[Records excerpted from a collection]
::::::

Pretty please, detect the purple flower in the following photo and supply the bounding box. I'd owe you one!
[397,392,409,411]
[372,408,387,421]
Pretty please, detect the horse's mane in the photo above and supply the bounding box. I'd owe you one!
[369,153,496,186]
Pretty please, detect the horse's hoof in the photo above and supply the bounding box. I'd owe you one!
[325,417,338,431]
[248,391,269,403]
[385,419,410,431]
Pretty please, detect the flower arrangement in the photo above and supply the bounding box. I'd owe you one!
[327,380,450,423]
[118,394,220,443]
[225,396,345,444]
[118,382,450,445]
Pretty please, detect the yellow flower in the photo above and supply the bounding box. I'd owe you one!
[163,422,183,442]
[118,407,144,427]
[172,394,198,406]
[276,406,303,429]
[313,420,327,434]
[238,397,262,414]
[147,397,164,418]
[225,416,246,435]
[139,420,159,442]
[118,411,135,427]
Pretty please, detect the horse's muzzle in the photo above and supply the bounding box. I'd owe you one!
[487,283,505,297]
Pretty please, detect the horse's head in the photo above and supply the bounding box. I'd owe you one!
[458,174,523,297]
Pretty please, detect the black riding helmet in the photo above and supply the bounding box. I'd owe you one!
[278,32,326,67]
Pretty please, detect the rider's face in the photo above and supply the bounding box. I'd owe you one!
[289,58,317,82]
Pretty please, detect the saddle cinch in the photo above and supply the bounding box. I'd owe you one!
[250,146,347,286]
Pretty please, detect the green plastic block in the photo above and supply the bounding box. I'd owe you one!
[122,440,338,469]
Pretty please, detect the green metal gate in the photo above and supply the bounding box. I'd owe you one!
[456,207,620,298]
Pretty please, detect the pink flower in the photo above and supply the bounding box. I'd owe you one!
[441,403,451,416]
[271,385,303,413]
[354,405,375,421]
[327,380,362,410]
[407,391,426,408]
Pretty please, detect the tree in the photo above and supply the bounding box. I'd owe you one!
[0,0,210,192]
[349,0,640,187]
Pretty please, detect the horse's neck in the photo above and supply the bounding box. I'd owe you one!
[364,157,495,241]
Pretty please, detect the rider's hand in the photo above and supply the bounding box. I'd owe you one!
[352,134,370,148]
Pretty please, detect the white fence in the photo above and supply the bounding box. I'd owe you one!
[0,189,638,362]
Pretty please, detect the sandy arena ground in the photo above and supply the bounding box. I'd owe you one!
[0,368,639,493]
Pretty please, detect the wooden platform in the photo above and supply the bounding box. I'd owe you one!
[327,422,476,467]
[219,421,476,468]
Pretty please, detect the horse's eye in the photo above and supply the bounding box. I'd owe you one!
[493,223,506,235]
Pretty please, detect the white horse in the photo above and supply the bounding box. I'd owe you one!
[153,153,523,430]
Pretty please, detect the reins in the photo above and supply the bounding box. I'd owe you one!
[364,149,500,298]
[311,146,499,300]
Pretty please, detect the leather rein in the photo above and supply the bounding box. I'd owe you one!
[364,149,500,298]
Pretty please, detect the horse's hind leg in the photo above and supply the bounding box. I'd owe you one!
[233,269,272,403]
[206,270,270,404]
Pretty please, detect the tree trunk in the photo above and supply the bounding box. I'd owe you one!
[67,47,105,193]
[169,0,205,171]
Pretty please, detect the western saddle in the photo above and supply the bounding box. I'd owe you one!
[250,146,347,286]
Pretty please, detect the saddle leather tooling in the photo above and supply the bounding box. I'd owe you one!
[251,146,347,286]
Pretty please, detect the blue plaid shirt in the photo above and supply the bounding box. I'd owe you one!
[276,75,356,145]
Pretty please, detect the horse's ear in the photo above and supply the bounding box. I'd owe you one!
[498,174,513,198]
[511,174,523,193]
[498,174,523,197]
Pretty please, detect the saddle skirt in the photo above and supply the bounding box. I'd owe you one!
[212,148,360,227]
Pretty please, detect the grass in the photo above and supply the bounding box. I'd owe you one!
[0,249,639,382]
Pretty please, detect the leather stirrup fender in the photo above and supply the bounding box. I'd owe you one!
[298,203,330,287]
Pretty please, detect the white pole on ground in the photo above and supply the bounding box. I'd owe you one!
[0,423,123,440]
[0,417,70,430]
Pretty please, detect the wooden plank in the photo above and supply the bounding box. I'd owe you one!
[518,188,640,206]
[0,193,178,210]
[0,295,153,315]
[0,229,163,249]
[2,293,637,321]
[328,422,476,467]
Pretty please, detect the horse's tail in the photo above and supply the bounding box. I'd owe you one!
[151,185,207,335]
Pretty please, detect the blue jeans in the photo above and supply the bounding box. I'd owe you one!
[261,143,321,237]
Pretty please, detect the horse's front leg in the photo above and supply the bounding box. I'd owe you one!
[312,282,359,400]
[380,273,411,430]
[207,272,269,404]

::::::

WORK REQUIRED:
The data is to be reproduced in full, every line intact.

SOLUTION:
Pretty please, detect the purple flower in the following photo and supply the bounding box. I'd owe you one!
[397,392,409,411]
[372,408,387,421]
Pretty please, detect the horse's mane in the photo above and supply the bounding box. I'd owe you one!
[369,153,496,186]
Pretty please, detect the horse's hoof in the photo above and supply the bounding box. I'd owe you one!
[325,417,338,431]
[248,391,269,403]
[385,419,410,431]
Pretty please, detect the flower arrangement in the photo above and supply the bounding box. I'd owe you one!
[327,380,450,423]
[118,394,220,443]
[225,396,345,444]
[118,382,450,445]
Pretty please, detect the yellow flower in the photo above and supply the bounding box. I'd owe you one!
[163,422,183,442]
[118,407,144,427]
[172,394,198,406]
[276,406,303,429]
[313,420,327,434]
[238,397,262,414]
[147,397,164,418]
[225,416,246,435]
[139,420,159,442]
[118,411,135,427]
Pretty please, detect the horse's muzzle in the photo above and supply the bounding box. I'd owe you one!
[487,283,505,297]
Pretty please, detect the horse's head in the photo above and supply the bounding box. I'd owe you one!
[458,174,523,297]
Pretty please, detect the black riding helmet in the photo above and supply the bounding box. I'd owe you one!
[278,32,326,67]
Pretty please, detect the rider's face in the photo above and supply the bounding box. I'd owe you one!
[289,58,317,82]
Pretty please, detect the saddle cinch in the photo above and supply the bounding box. I'd owe you one!
[250,146,347,286]
Pretty please, detect the green plastic block in the photo above and supply the bounding box. I'd owe you one!
[122,440,338,469]
Pretty please, detect the green metal gate in the photo above and supply the bounding box. I'd owe you one!
[456,207,620,298]
Pretty please, detect the pink flower in the photo above and supply the bounding box. I'd owe you one!
[441,403,451,416]
[271,385,303,413]
[354,405,375,421]
[327,380,362,410]
[407,391,426,408]
Pretty please, detect the tree in the photo above and supply the bounding box. I'd owe you one!
[0,0,210,192]
[349,0,640,187]
Pretty please, detect the horse's neck in the photo above and supply the bounding box. I'd owe you one!
[364,157,495,241]
Pretty please, detect the rider's hand in the photo above and supply the bounding box. I'd owe you one!
[352,134,370,148]
Pretty please, detect the white fence in the photo above and supply the bounding box. I'd owe you one!
[0,189,638,362]
Pretty please, detect the sandy arena ground in the photo above and supply the bounding box. I'd owe you one!
[0,368,639,493]
Pretty please, detect the wooden platform in the photo above and supply the bounding box. I'd owe you one!
[327,422,476,467]
[219,421,476,468]
Pretty please, detect the horse's eye in the photo above and supply the bounding box. I'd owe you one!
[493,223,506,235]
Pretty please, detect the white horse in the photo above and supply the bounding box. I'd owe you one!
[153,153,523,430]
Pretty please, detect the reins in the photo above and supply the bounding box. I'd owe you one!
[364,149,500,298]
[311,146,499,300]
Pretty please, detect the leather rein in the photo above and supply the bounding box. I'd owe you one!
[364,149,500,298]
Pretty please, detect the horse's hind leg in the photo above and supply the bounding box. I'd owe you one!
[233,269,272,403]
[206,270,270,404]
Pretty please, detect the tree trunk in the photo above and supply the bounding box. I'd owe you one!
[67,47,105,193]
[169,0,205,171]
Pretty please, detect the western saddle in the photo above and supply the bounding box. I'd owe you one!
[250,146,347,286]
Pretty please, detect the saddle leather tooling in the photo above and supply the bounding box. I'd owe you one!
[251,146,347,286]
Pretty please, detect the blue plaid shirt in the photo above and supply the bounding box. I'd owe you one!
[276,75,356,145]
Pretty please, detect the horse's ear in the photo above and supply the bounding box. I'd owe you one!
[498,174,513,198]
[511,174,523,193]
[498,174,523,197]
Pretty please, detect the saddle skirt in the photo above and supply the bounding box. I'd owe you one!
[212,148,360,227]
Pretty please, detect the grass in the photo above and supply the bounding box. I'd owe you one!
[0,249,639,382]
Pretty please, detect the leather stirrup fender in the photo above and supply the bounding box. I'd owe you one!
[298,203,330,287]
Pretty please, detect the white pole on ground in the photo above and supply the bounding box. I'd owe you one!
[0,423,123,440]
[0,417,70,430]
Pretty please, detect the wooden plank in the photo above and supply the bounding box. I'd owe you one!
[518,188,640,206]
[0,193,178,210]
[0,295,153,315]
[0,229,163,249]
[2,293,637,321]
[328,422,476,467]
Pretty please, detect the horse's tail in the photo above and supply the bounding box. I'd owe you one!
[151,185,207,335]
Pretty please, detect the blue jeans in the photo above and supply the bounding box. I'd owe you one!
[261,143,321,237]
Pretty please, detect the horse's front leg in the photo above and supply the bounding box. I'd owe you one!
[312,282,359,400]
[380,273,411,430]
[207,272,269,404]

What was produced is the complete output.